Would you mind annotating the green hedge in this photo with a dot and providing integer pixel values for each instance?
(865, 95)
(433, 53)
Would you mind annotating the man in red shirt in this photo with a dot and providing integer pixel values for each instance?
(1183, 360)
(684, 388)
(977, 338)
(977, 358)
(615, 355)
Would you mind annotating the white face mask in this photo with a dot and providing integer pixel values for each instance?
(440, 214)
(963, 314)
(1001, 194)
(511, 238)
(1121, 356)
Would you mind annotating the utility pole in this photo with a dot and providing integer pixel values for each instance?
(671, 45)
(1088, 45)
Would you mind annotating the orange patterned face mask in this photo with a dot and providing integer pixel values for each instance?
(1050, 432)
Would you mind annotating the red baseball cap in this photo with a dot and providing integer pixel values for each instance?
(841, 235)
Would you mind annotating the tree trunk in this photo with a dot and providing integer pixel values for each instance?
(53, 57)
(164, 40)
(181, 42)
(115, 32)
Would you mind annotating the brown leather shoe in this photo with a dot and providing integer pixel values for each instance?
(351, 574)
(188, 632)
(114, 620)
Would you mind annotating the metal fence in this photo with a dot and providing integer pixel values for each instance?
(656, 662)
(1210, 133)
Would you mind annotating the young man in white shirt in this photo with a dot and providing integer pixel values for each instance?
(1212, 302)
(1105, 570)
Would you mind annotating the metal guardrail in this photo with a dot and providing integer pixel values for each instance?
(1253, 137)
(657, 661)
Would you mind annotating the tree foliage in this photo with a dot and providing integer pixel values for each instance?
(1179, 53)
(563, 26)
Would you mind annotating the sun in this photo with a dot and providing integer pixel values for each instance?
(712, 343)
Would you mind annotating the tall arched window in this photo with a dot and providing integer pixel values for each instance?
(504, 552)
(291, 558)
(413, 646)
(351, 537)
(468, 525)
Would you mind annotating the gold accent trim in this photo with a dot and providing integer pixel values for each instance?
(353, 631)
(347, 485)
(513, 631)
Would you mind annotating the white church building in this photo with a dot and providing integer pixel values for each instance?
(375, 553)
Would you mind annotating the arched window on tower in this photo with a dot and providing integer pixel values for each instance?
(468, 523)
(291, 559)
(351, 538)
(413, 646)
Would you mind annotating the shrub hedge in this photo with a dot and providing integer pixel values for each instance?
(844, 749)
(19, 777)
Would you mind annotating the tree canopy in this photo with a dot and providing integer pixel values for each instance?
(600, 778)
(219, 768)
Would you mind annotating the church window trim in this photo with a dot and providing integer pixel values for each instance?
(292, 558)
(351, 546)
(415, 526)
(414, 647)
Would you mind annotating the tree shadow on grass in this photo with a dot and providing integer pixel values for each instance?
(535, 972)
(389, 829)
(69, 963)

◆ **EXERCISE GOAL**
The full set of entries above needs to be restated word for word.

◆ **TASK OUTPUT**
Would you mind annotating the green hedge in this photo with a dot and providing integer pixel values for each instance?
(865, 95)
(433, 53)
Would you mind annotating the man in red shirt in this photo with a dot and providing integer pixel values for each instance?
(1183, 360)
(684, 388)
(977, 338)
(977, 358)
(615, 355)
Would you mind annotating the white face mask in this photo with a dot and providing integer pixel values for each instance?
(440, 214)
(963, 314)
(1001, 194)
(511, 238)
(1121, 356)
Would you mind annotating the utility pole in this photo with a dot and providing integer pixel values for each instance?
(671, 45)
(1088, 45)
Would you mind annotating the orange patterned face mask in this photo with a dot and providing integer pixel values for each instance?
(1050, 432)
Would you mind annotating the red baseball cap in this photo with a dot and providing integer pixel values for each instance?
(841, 235)
Would you mind annotating the tree trunk in this photo with a dot and providing integer pixel values for each instance?
(53, 57)
(164, 40)
(181, 42)
(115, 32)
Would you mind annotating the brown leather shoe in this photo with a dot and providing integer pixel values for each instance?
(351, 574)
(188, 632)
(114, 620)
Would you mind annotating the metal fence in this photo with a dot and providing integer pixel values for each instance?
(656, 662)
(1210, 133)
Would you mind annotating the young man in white shirt in this photo with a dot and providing integer pixel values for each instance?
(1212, 302)
(1105, 570)
Would you mind annotating the metal guardrail in this photo with a dot and providing integer pixel values for each instance?
(1253, 137)
(657, 661)
Would you mind annotating the tree foliage in this photo with a dot and providing integer pixel values for each instance?
(1179, 53)
(563, 26)
Would you mind annotating the sun in this photo with a dot and providing integer pixel values for each instance?
(712, 343)
Would you mind annotating the tall arched window in this photo with a dot and providing integer pixel values for each instance?
(504, 552)
(291, 558)
(413, 646)
(351, 537)
(468, 525)
Would you mind annotating the gold accent trim in this photo with a dot and providing integer pixel values for each instance?
(353, 631)
(347, 485)
(513, 631)
Would you mind annotating the white church building in this photo with a dot and providing integer pixel values for each instance?
(375, 553)
Would you mind annotating the arched window on tower in this photo with a dot and providing integer pixel values for each instance?
(468, 523)
(291, 559)
(351, 538)
(413, 646)
Would you mind annotating the shrub hedge in this photo with a dot and providing integer pixel values for each instance?
(844, 749)
(19, 777)
Would you mind annotating the tree canopy in this photo with a dot and providing integer pixel values for each instance?
(600, 778)
(219, 768)
Would you mind annotating the church window trim in this photo with a dot and providing integer pixel values for each instance?
(292, 558)
(351, 546)
(415, 526)
(414, 647)
Would you mind annotating the tree shadow on grass in this photo with a dot and providing integer pixel values for each instance?
(535, 972)
(389, 829)
(69, 963)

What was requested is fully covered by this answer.